China: The Bond plot thickens
China is set to increase foreign ownership of Chinese debt. In the near term, we expect Chinese bond market inflows north of US$1 trillion, but in the medium term inflows of more than US$2.5 trillion would not be beyond the pale.
- China’s Bond Connect is an integral platform for an increase in foreign ownership of Chinese debt.
- In the medium term, the scope for inflows north of US$2.5 trillion into China’s debt market should not be discounted.
- China appears to be well positioned to deepen and broaden its local bond market; alignment of several key success factors will help to realize the potential.
- Increased demand for CNY as a reserve asset has minimal implications for AUD. The suggestions AUD FX reserves are held in part as a ‘China proxy’ is misplaced.

TASK REQUIREMENTS » Reproduce the text on China's bond market word for word, from its title through the last bullet point.

STORED ROWS »
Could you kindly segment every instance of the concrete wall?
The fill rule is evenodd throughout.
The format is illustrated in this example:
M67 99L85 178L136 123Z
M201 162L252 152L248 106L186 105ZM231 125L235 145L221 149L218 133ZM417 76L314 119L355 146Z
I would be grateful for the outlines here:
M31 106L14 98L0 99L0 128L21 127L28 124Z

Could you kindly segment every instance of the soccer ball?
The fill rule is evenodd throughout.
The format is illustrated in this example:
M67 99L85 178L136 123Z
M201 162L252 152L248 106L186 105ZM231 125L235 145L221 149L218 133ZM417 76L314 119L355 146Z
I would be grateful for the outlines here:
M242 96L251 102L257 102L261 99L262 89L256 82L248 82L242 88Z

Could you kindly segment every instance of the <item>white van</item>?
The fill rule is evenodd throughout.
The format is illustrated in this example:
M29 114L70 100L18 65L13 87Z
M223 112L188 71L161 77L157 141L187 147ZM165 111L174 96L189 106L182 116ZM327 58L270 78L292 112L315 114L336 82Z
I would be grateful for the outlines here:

WRITTEN ANSWER »
China: The Bond plot thickens
China is set to increase foreign ownership of Chinese debt. In the near term, we expect Chinese bond market inflows north of US$1 trillion, but in the medium term inflows of more than US$2.5 trillion would not be beyond the pale.
- China’s Bond Connect is an integral platform for an increase in foreign ownership of Chinese debt.
- In the medium term, the scope for inflows north of US$2.5 trillion into China’s debt market should not be discounted.
- China appears to be well positioned to deepen and broaden its local bond market; alignment of several key success factors will help to realize the potential.
- Increased demand for CNY as a reserve asset has minimal implications for AUD. The suggestions AUD FX reserves are held in part as a ‘China proxy’ is misplaced.